Petunjuk:
1) Jawab pertanyaan berikut berdasarkan teks tentang pacaran Islami di bawah.
(a) Siapa nama penulis yang dicantumkan?
(b) Apa yang disebut mudah di awal teks?
(c) Menurut ayat yang dikutip, di mana kerusakan telah tampak?
2) Lanjutkan teks tentang pacaran Islami di bawah, mulai setelah kutipan ayat Ar-Rum: 41.

NGGAK ADA YANG NAMANYA PACARAN ISLAMI! (Apalagi yang nggak Islami)
Penulis: Al-Ustadzah Ummu Ishaq Al-Atsariyyah
Menempelkan
label Islami memang mudah. Namun ketika yang dilekati adalah hal-hal
yang menyimpang dari ajaran Islam, maka perkaranya menjadi berat
pertanggungjawabannya di hadapan Allah Subhanahu wa Ta’ala.
Allah Subhanahu wa Ta’ala berfirman dalam Al-Qur`an yang mulia:
ظَهَرَ
الْفَسَادُ فِي الْبَرِّ وَالْبَحْرِ بِمَا كَسَبَتْ أَيْدِي النَّاسِ
لِيُذِيقَهُمْ بَعْضَ الَّذِي عَمِلُوا لَعَلَّهُمْ يَرْجِعُونَ
“Telah
tampak kerusakan di darat dan di laut disebabkan perbuatan tangan
manusia, agar Allah merasakan kepada mereka sebagian dari akibat
perbuatan mereka, mudahan-mudahan mereka mau kembali ke jalan yang
benar.” (Ar-Rum: 41)

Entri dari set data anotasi
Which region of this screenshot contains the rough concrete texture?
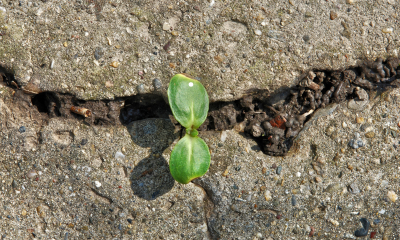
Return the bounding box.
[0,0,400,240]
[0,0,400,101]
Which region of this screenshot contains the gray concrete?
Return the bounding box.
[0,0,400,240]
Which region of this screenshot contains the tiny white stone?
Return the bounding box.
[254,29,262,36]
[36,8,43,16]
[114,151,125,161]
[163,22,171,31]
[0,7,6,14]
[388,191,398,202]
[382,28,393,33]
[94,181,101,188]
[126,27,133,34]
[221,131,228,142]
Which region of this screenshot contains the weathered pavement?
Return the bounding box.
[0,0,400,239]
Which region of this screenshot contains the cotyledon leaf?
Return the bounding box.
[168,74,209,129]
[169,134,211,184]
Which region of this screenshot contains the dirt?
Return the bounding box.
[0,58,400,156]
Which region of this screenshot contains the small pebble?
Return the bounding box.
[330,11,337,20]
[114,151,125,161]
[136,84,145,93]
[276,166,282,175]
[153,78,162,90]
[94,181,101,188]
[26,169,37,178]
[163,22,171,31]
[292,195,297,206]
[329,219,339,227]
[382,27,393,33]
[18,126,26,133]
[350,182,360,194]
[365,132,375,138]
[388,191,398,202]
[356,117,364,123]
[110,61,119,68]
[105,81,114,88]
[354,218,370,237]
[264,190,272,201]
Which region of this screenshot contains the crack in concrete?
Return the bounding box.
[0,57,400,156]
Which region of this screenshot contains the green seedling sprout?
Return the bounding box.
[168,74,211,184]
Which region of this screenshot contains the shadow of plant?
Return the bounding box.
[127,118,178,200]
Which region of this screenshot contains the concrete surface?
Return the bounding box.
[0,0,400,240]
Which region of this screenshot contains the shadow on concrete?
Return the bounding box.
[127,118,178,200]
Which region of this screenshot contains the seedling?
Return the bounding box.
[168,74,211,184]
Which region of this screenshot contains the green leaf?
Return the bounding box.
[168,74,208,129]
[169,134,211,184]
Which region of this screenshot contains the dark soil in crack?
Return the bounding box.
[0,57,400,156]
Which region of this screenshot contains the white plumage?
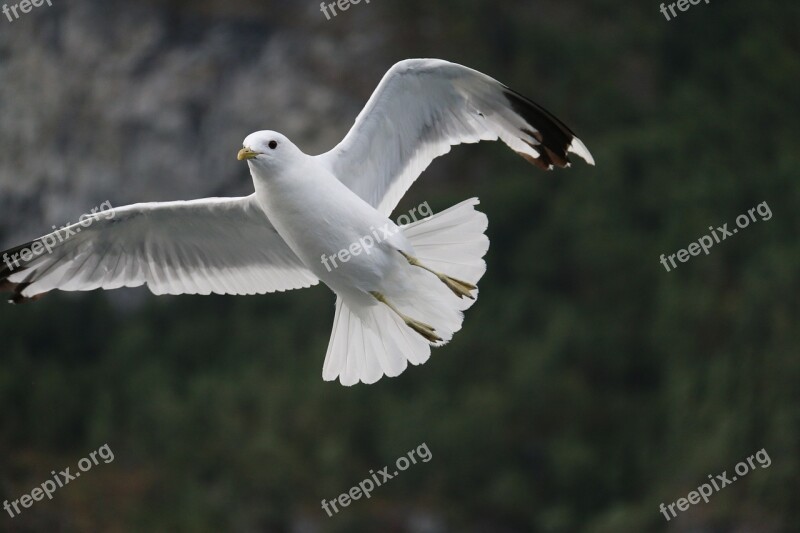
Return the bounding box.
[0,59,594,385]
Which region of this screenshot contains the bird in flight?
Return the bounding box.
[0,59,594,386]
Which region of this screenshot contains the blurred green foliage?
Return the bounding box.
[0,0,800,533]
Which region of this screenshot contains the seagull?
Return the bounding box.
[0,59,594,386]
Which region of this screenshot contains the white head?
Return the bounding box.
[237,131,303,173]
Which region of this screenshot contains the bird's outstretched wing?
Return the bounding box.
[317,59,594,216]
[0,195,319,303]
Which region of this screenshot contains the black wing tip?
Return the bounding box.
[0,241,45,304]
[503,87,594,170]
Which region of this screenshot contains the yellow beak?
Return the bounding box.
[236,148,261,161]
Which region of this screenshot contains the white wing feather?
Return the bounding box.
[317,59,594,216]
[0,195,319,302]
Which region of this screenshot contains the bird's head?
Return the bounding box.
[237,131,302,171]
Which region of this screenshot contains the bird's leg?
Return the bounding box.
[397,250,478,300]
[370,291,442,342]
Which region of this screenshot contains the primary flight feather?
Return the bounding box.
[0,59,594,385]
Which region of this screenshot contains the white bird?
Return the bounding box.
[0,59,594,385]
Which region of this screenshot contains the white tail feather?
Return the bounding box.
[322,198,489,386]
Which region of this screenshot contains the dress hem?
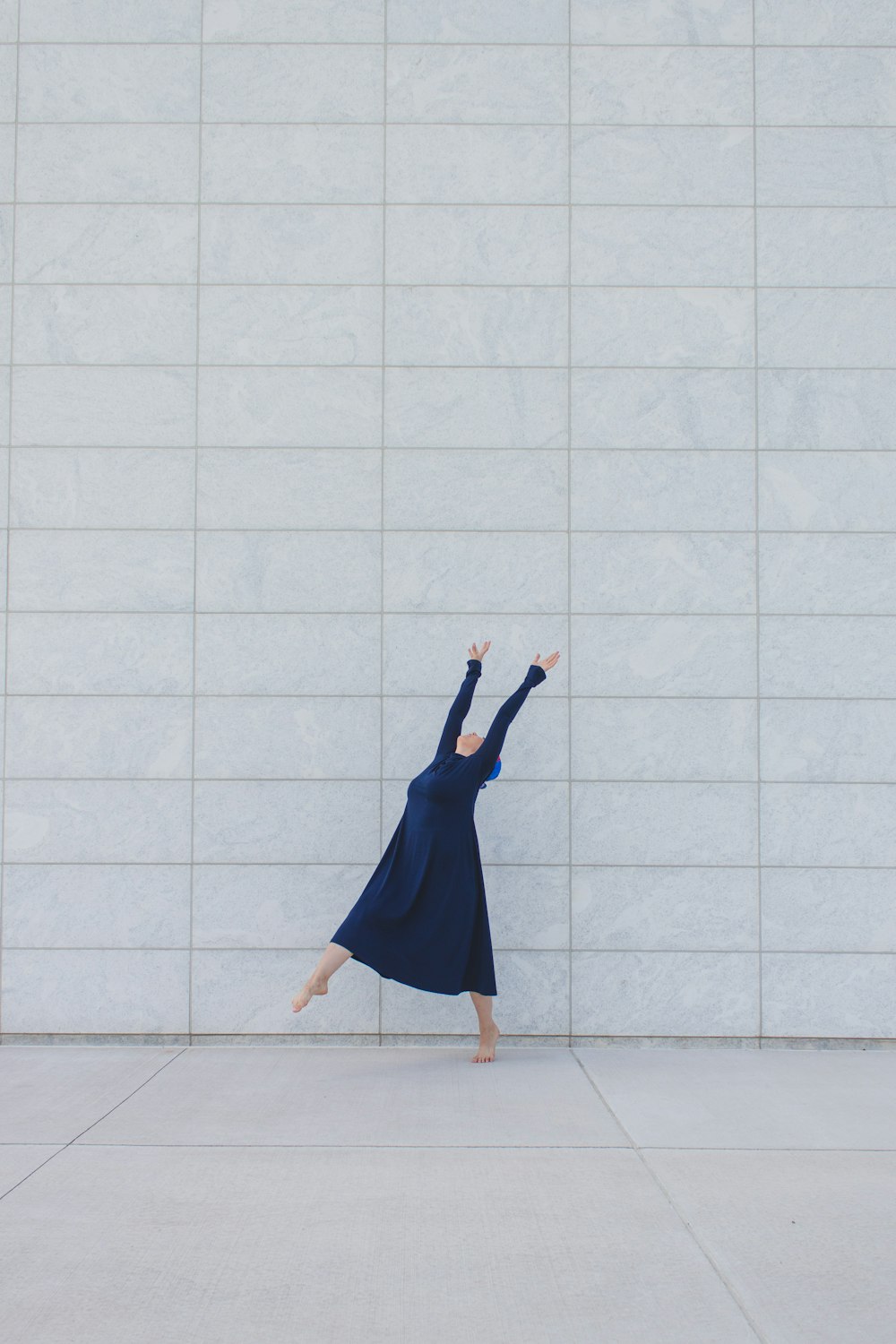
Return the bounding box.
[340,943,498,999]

Jawaban per Tugas:
1)
(a) Al-Ustadzah Ummu Ishaq Al-Atsariyyah
(b) Menempelkan label Islami
(c) Di darat dan di laut

2)
‘Ala`uddin
Ali bin Muhammad bin Ibrahim Al-Baghdadi rahimahullahu yang masyhur
dengan sebutan Al-Khazin menyatakan dalam tafsirnya terhadap ayat di
atas. “Telah tampak kerusakan di darat dan di laut”, karena kesyirikan
dan maksiat tampaklah kekurangan hujan (kemarau) dan sedikitnya tanaman
yang tumbuh di daratan, di lembah, di padang sahara yang tandus dan di
tanah yang kosong. Kurangnya hujan ini selain berpengaruh pada daratan
juga membawa pengaruh pada lautan, di mana hasil laut berupa mutiara
menjadi berkurang. (Tafsir Al-Khazin, 3/393)
Kerusakan
banyak terjadi di darat dan di laut, berupa rusak dan kurangnya
penghidupan/pencaharian manusia, tertimpanya mereka dengan berbagai
penyakit dan wabah serta perkara lainnya karena perbuatan-perbuatan
rusak/jelek yang mereka lakukan. Semua itu ditimpakan kepada mereka agar
mereka mengetahui bahwa Allah Subhanahu wa Ta’ala akan membalas apa
yang mereka perbuat. Diharapkan dengan semua itu mereka mau bertaubat
dari perbuatan jelek mereka. Demikian kata Asy-Syaikh Abdurrahman
As-Sa’di rahimahullahu dalam Taisir Al-Karimir Rahman, hal. 634.
Demikianlah,
kerusakan dapat kita jumpai di mana-mana. Jangankan di kota besar,
bahkan di pedesaan sekalipun. Belum lagi musibah yang terjadi hampir di
seluruh negeri. Semua itu tidak lain penyebabnya karena dosa anak
manusia.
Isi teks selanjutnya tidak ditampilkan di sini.